*Given instruction*. Starting at the line containing "TARGET = building" and ending at the end of the listing, rewrite those lines with "dot" swapped for "marker" and nothing else changed. Give only those lines, and leave the pictures out.

:: Data excerpts

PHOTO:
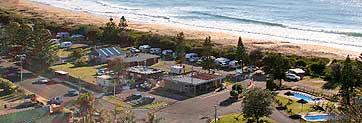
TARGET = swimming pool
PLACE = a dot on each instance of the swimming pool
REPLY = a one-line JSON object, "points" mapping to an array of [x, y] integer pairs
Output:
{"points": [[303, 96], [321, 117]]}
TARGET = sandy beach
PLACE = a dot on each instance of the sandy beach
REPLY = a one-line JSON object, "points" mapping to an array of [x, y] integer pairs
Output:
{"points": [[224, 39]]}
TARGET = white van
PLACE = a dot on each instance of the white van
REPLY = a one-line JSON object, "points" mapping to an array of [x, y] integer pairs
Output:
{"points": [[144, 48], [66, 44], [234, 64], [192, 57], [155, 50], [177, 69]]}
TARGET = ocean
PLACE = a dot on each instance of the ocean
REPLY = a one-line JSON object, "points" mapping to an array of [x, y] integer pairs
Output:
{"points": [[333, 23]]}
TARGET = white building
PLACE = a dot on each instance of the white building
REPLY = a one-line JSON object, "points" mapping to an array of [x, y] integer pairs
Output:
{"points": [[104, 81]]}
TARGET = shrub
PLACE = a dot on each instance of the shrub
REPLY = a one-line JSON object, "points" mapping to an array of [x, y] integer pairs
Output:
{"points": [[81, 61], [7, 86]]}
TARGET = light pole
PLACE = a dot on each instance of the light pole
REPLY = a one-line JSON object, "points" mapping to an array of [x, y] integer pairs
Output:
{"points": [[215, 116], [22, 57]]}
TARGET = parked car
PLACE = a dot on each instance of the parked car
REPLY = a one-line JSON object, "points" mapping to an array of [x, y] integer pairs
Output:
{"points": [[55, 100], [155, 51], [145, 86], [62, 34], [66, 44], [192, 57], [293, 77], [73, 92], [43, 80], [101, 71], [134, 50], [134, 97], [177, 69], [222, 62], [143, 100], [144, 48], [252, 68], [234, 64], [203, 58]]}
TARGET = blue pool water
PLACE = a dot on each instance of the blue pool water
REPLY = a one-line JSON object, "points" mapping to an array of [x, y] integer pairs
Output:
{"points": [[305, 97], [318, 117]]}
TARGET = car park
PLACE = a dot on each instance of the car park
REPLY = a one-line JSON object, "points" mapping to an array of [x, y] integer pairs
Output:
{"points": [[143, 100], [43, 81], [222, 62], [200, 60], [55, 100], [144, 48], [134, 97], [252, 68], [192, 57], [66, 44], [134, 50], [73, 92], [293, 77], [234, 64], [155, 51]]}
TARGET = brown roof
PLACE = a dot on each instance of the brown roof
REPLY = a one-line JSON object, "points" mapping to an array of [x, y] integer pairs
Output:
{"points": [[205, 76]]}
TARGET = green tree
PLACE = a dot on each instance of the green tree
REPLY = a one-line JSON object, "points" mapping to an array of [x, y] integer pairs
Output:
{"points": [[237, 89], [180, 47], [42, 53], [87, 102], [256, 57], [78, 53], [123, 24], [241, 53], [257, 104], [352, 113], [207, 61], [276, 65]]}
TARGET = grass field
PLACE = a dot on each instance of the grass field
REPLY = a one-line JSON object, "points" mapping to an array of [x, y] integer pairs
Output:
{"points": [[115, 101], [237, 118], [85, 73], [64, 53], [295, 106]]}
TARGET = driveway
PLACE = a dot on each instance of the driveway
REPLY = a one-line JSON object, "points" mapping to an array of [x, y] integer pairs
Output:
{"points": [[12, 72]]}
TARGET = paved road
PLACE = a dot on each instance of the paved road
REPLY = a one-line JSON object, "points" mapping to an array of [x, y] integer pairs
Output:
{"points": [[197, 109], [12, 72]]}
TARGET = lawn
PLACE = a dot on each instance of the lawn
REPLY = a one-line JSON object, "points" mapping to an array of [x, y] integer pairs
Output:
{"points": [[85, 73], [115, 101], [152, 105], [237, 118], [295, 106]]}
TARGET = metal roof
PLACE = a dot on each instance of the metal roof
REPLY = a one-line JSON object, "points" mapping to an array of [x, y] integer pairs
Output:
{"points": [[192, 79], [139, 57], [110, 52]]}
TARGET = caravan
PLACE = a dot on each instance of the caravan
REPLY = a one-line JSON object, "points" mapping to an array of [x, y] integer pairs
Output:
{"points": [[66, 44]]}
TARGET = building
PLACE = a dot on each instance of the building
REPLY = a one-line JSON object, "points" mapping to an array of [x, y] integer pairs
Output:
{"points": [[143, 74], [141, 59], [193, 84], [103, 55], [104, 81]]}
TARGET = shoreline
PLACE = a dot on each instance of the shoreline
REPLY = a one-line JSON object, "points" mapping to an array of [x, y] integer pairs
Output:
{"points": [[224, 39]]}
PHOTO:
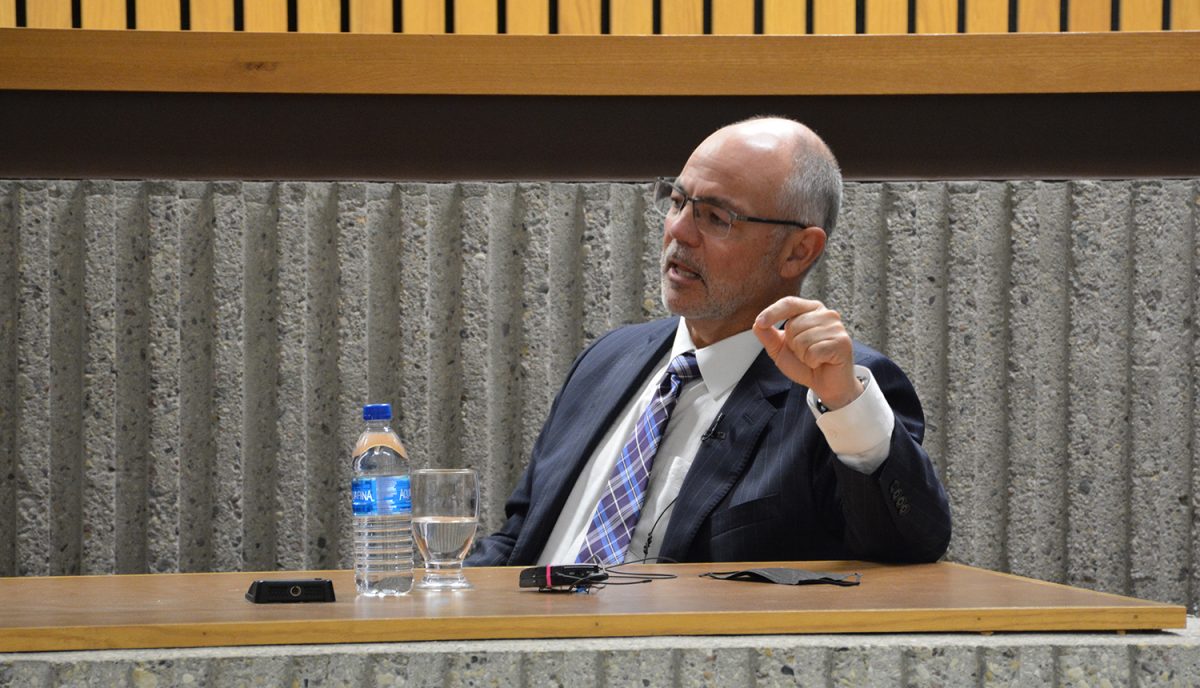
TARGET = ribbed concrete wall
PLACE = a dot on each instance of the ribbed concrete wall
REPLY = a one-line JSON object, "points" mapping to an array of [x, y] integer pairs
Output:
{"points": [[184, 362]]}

::::

*Result for this exercise*.
TARGET = building
PLACE = a marker on each instance of the building
REPLY = a one-line JSON object, "points" mapping to an array of [x, y] integer pairs
Output:
{"points": [[143, 74], [141, 59], [193, 84], [103, 55], [104, 81]]}
TARGET = shoreline
PLACE = a marker on each instance of the shoreline
REPLY = a one-line JSON object, "points" mapping to an array of [x, y] integer pairs
Output:
{"points": [[224, 39]]}
PHOTO:
TARGET = ribbed concrete wall
PLACE = a marker on each instance of the ribbed concrete wall
REPLY = a one-line JSON object, "points" mapping to an array of [x, y] integer pairs
Output:
{"points": [[184, 362]]}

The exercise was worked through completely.